* [INSTRUCTIONS TO FOLLOW]: How many lines in the records below contain the word "silver"? Reply with the number alone.

* [ENTRIES PROVIDED]:
-- begin --

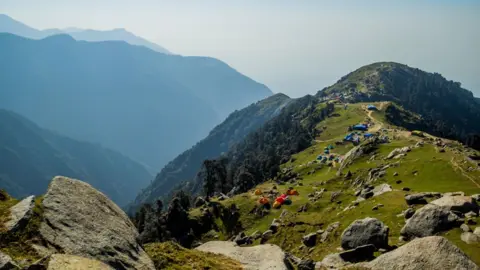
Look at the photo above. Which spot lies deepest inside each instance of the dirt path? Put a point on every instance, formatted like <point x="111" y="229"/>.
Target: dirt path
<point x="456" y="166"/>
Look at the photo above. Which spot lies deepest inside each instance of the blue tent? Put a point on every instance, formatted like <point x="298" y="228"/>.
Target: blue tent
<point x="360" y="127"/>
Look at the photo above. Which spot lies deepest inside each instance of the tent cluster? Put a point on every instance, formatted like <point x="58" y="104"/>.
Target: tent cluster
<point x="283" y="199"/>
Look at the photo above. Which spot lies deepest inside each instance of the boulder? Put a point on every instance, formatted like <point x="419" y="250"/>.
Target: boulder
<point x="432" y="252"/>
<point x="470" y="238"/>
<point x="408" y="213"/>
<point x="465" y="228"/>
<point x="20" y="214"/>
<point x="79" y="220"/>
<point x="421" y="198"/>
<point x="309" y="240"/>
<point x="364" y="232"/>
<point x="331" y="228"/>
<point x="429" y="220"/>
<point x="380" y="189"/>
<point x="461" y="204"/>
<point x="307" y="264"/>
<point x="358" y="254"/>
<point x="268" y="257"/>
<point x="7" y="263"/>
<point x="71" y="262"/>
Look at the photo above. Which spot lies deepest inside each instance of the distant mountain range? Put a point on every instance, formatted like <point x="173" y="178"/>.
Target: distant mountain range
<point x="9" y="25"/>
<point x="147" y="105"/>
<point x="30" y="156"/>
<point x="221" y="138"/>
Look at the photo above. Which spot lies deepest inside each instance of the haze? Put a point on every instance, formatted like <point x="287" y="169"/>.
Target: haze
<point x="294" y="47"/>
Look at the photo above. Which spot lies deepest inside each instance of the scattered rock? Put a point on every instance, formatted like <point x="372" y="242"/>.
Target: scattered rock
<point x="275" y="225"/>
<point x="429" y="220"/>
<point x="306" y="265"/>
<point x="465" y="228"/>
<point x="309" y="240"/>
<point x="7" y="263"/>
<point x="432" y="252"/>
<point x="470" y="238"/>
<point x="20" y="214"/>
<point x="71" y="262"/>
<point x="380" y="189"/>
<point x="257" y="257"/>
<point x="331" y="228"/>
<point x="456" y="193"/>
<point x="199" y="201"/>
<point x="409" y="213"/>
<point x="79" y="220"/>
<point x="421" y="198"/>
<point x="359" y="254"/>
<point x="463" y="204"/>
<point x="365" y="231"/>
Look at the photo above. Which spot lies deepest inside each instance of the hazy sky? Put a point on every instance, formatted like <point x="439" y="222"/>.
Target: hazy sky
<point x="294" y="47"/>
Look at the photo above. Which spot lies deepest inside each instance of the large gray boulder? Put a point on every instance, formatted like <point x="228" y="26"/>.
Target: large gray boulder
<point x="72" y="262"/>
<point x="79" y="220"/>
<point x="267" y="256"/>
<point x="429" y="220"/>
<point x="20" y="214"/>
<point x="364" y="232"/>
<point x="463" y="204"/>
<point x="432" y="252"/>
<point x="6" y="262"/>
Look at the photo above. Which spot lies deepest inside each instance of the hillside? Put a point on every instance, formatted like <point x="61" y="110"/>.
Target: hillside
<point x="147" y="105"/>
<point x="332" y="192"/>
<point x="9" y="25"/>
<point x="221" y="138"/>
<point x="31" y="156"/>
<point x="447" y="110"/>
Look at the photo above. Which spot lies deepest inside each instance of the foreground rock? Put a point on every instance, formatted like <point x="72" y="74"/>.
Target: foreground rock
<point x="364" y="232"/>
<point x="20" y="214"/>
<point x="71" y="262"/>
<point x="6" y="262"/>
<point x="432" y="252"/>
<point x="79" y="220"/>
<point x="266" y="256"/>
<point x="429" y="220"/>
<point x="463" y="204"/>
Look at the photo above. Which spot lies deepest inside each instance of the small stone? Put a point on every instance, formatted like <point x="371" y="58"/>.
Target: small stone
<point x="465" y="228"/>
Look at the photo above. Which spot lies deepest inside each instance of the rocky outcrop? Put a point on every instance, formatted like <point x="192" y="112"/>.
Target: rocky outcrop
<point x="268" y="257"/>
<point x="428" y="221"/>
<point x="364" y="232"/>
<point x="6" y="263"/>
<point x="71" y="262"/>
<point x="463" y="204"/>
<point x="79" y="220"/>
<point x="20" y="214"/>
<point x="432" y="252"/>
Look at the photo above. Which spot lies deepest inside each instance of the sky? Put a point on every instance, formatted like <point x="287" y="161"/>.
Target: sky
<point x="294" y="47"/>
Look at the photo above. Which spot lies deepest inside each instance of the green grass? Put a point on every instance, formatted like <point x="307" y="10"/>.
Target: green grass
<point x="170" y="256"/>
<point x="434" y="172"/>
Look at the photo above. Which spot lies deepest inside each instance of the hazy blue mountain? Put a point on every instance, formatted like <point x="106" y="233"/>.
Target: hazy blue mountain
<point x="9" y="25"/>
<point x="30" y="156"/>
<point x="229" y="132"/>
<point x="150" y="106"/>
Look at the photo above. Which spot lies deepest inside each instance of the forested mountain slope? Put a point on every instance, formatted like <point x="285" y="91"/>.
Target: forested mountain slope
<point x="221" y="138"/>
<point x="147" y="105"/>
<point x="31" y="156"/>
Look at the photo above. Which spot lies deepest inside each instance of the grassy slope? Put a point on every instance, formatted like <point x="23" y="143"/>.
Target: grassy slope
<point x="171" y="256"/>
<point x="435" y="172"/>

-- end --
-- begin --

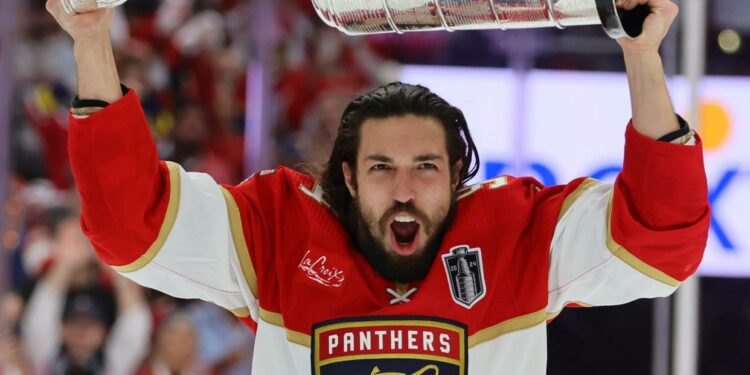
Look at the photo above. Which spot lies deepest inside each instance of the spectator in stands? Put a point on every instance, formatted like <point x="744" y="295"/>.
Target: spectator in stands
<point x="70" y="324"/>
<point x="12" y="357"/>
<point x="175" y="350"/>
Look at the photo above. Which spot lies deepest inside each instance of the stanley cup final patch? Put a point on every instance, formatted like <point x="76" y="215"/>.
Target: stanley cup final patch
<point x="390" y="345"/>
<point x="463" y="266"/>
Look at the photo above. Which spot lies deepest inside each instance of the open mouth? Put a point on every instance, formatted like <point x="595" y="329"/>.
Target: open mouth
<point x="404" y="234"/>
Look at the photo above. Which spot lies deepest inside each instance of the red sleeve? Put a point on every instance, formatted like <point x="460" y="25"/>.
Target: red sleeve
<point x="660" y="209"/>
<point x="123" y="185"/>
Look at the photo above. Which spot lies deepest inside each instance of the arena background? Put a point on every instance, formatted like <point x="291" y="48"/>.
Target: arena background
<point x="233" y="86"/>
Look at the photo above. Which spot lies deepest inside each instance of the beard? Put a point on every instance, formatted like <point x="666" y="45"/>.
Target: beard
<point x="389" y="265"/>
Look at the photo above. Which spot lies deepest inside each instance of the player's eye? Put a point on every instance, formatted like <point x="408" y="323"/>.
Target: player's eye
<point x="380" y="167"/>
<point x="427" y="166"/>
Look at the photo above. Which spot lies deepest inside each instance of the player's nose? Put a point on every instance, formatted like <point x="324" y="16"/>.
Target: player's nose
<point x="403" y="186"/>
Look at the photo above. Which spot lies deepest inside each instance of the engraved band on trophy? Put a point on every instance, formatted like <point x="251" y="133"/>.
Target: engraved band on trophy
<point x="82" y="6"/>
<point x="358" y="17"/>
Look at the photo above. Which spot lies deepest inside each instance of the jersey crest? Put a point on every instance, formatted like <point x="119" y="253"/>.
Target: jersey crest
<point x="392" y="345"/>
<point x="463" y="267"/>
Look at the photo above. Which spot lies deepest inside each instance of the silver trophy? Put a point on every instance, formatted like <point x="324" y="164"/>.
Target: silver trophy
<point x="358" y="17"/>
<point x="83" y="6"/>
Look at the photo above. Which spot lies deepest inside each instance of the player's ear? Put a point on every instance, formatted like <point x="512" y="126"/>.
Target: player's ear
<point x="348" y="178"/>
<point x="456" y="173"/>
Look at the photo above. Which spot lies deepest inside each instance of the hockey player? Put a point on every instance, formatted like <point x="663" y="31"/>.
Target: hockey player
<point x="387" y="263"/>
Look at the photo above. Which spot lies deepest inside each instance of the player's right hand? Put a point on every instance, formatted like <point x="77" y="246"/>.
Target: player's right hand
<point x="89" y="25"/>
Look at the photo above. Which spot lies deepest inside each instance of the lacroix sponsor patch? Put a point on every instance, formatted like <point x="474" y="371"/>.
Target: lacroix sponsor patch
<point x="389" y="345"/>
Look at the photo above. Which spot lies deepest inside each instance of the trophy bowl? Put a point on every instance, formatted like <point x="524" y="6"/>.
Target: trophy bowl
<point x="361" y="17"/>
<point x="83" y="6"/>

-- end --
-- begin --

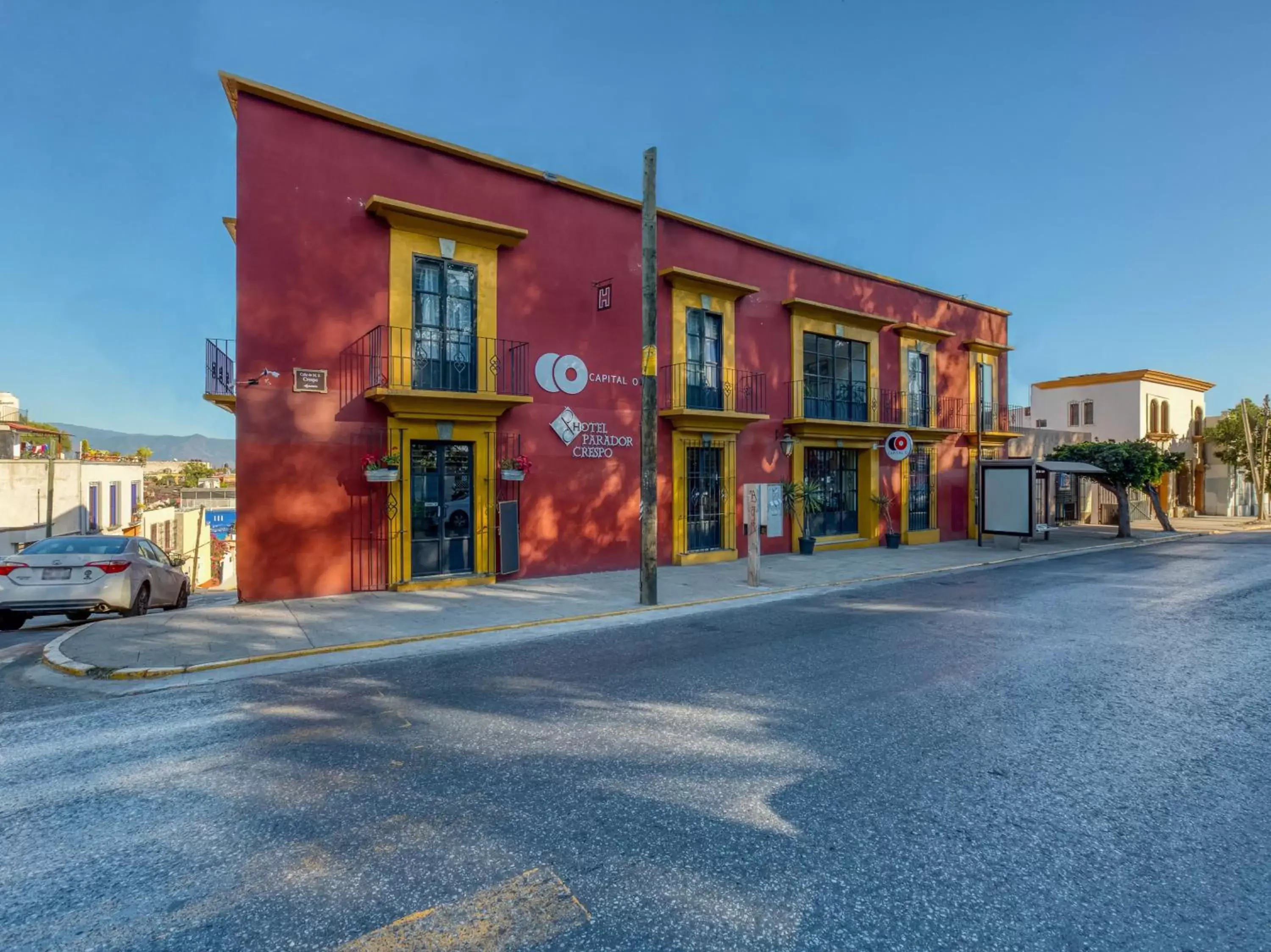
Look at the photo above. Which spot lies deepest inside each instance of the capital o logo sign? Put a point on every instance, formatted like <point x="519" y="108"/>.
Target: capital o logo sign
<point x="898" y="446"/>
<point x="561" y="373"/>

-- end --

* [TASK RESPONSE]: 2